Saved entries
------------------------------------------------

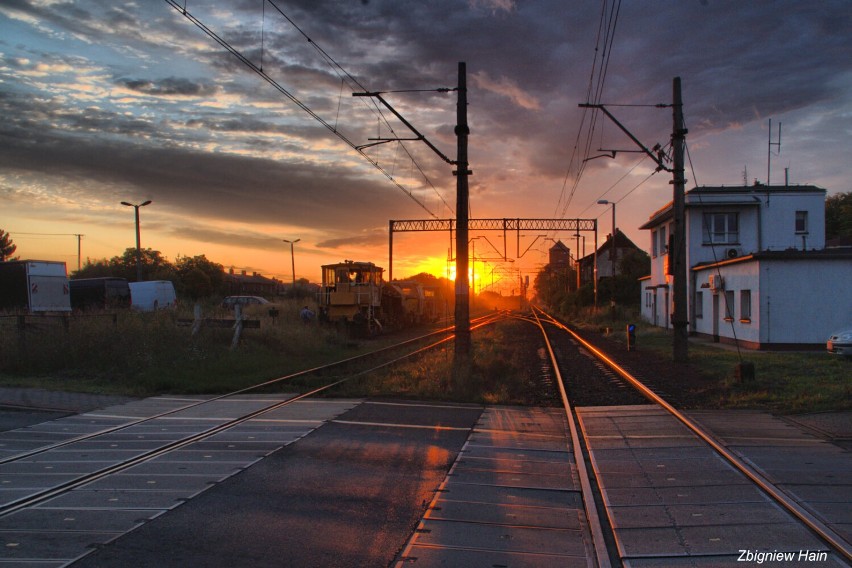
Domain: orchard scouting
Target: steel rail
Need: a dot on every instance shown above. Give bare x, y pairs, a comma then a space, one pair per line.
41, 496
589, 503
83, 437
821, 529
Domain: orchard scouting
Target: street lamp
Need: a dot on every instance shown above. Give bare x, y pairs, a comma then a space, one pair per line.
614, 253
293, 261
138, 249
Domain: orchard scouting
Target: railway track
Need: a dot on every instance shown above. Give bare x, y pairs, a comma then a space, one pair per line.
100, 457
638, 450
639, 484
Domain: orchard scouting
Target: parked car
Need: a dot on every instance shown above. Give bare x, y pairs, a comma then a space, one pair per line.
153, 295
34, 286
840, 343
99, 293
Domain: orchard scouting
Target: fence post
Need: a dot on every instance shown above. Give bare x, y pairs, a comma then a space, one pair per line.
238, 326
22, 335
196, 324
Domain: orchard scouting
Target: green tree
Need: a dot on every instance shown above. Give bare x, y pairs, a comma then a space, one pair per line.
154, 265
7, 247
838, 216
199, 277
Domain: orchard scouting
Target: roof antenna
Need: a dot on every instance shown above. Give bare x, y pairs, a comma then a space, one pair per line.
769, 149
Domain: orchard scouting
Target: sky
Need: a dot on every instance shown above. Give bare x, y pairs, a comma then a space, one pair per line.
104, 102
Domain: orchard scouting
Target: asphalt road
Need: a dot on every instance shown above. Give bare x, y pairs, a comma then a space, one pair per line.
349, 494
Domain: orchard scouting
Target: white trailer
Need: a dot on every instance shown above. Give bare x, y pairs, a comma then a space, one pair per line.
34, 286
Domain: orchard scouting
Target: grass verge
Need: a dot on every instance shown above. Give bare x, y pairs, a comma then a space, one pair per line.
785, 382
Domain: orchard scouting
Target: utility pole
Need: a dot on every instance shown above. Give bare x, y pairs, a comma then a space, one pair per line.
138, 247
79, 249
680, 318
462, 315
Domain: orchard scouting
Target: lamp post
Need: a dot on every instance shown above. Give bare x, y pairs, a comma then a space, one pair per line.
614, 253
293, 261
138, 248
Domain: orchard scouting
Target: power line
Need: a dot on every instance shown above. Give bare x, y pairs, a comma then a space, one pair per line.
337, 69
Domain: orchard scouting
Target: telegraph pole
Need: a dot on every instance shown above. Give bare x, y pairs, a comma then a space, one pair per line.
462, 315
680, 318
677, 266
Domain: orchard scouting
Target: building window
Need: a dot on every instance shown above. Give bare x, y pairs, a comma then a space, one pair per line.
721, 229
745, 306
801, 221
729, 305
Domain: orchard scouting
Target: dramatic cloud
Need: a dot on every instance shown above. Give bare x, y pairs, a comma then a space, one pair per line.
106, 101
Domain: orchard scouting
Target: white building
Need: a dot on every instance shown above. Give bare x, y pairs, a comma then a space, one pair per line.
759, 272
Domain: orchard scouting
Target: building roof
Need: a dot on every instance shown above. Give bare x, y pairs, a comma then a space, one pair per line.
622, 241
666, 213
807, 255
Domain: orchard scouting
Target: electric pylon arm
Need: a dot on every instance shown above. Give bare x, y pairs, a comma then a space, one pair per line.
658, 157
410, 126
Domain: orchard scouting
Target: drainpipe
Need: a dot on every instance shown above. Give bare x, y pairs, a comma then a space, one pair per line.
759, 222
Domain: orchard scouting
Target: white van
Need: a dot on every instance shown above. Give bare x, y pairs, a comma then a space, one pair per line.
153, 295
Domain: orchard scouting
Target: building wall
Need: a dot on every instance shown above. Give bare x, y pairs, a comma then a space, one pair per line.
713, 320
804, 302
790, 306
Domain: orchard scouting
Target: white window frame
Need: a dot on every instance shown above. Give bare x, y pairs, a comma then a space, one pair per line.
803, 217
745, 305
721, 228
730, 308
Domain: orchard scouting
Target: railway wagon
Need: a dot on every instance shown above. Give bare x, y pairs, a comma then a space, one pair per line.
351, 295
409, 302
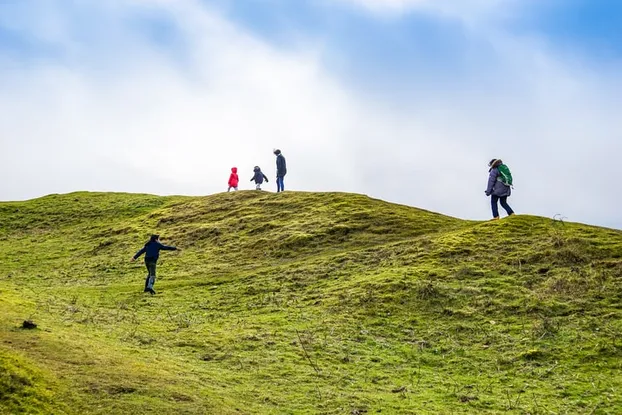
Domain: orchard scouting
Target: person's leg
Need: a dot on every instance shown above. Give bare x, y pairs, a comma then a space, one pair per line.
152, 271
504, 205
495, 208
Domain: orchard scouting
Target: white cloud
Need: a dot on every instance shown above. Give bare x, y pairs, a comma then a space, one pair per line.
463, 9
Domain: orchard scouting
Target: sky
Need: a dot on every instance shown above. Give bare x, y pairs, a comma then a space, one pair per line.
403, 100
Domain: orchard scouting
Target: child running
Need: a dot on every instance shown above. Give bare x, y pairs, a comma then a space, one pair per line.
499, 188
152, 253
233, 179
258, 178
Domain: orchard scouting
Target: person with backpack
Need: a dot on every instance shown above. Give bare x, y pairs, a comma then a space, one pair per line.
281, 171
258, 178
499, 187
152, 252
233, 179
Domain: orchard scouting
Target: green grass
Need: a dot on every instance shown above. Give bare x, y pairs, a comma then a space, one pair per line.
304, 303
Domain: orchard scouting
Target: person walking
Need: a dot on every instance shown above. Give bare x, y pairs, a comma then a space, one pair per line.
281, 171
258, 178
152, 252
233, 179
499, 187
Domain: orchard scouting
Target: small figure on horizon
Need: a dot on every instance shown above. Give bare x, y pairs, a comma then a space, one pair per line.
152, 252
499, 187
258, 178
281, 171
233, 179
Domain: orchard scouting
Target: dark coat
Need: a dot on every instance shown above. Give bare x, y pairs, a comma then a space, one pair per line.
259, 177
495, 186
281, 167
152, 250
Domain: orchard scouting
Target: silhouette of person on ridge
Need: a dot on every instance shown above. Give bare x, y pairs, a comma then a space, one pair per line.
258, 178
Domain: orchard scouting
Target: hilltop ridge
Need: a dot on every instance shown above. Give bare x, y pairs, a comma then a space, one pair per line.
304, 302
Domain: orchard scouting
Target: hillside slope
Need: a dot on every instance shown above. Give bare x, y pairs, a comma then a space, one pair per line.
304, 303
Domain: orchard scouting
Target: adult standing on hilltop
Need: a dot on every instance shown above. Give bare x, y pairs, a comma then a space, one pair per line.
281, 170
152, 252
499, 187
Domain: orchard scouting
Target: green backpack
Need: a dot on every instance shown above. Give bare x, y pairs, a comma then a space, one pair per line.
505, 175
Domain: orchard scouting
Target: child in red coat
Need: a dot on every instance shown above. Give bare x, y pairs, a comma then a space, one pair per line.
233, 179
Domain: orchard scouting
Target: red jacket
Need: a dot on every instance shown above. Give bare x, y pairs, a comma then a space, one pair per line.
233, 179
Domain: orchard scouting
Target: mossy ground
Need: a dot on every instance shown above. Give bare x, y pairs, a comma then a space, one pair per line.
304, 303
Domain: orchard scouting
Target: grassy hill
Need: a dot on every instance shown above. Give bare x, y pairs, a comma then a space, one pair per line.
304, 303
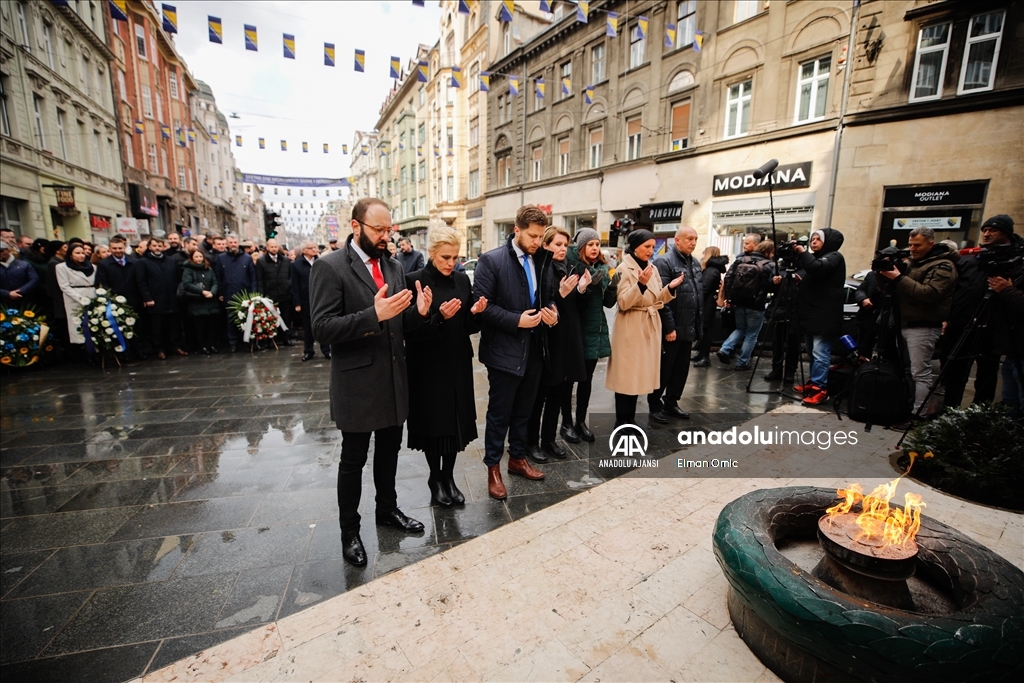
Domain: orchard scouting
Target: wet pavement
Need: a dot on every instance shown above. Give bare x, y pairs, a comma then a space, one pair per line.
152, 511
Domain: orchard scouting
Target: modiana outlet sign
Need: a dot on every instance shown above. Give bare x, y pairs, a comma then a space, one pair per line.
791, 176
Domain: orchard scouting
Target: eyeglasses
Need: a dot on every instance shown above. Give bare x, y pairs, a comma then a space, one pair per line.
378, 229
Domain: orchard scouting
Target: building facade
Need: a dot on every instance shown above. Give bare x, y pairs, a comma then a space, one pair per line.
58, 128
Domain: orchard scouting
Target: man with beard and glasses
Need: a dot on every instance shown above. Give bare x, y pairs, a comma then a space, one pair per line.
361, 307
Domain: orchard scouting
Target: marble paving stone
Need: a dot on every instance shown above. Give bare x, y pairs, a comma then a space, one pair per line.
81, 567
189, 517
38, 620
243, 549
145, 611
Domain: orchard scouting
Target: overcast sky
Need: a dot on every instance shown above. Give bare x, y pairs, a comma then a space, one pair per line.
301, 99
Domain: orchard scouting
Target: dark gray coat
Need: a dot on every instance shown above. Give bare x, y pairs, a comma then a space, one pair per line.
369, 383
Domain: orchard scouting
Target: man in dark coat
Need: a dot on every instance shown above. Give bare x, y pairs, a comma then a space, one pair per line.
157, 278
510, 345
236, 272
300, 297
819, 306
273, 274
682, 324
353, 312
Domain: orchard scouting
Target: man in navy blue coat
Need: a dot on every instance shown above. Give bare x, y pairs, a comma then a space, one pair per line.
511, 345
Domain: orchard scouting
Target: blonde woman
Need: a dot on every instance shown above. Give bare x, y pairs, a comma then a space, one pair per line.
635, 366
439, 361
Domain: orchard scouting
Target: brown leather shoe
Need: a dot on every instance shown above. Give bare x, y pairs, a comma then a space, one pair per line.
495, 484
522, 467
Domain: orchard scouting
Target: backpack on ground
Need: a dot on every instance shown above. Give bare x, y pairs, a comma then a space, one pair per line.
749, 284
881, 393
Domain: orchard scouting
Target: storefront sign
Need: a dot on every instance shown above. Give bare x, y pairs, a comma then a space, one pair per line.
791, 176
936, 223
960, 194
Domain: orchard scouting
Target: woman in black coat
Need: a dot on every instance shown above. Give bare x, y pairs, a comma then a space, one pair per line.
714, 267
439, 361
564, 354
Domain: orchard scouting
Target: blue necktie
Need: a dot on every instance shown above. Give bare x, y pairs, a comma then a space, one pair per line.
529, 279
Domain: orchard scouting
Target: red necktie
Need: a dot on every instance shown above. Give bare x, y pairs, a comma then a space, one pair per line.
378, 275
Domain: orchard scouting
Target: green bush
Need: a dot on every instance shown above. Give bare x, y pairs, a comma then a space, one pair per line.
976, 453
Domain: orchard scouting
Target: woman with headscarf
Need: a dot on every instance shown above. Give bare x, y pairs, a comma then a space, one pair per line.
635, 366
77, 280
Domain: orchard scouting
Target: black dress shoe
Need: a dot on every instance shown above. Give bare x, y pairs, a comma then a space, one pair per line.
438, 494
676, 412
584, 432
569, 434
554, 451
398, 520
352, 550
537, 455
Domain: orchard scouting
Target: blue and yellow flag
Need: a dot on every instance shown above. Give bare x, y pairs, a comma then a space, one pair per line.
251, 42
583, 11
216, 30
119, 9
170, 13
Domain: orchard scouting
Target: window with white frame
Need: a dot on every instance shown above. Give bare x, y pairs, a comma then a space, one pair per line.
634, 133
140, 39
597, 63
981, 54
61, 121
744, 9
563, 156
812, 89
737, 109
638, 43
686, 23
146, 101
596, 142
680, 126
930, 62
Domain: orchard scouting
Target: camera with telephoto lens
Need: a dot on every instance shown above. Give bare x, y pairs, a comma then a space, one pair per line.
889, 258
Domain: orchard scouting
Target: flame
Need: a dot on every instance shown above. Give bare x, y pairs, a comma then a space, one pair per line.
879, 522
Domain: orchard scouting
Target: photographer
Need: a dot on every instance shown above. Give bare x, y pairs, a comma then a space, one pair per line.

------------------------------------------------

ABOUT THIS EXERCISE:
The line with "Target: railway track" marks the end: restate word for word every line from the top of the data through that one, omitting pictures.

RESULT:
Domain: orchard scouting
Target: steel rail
Need: a dot on every instance shown above. Give bare x, y pairs, a comma then a space, one pair per line.
41, 496
589, 503
83, 437
821, 529
Domain: orchard scouting
Target: street lamp
Need: a dot on every instance shown above. Give bare x, y pairs, a comma then a space, one pair per line.
614, 253
293, 261
138, 249
Domain: orchard scouting
Target: railway track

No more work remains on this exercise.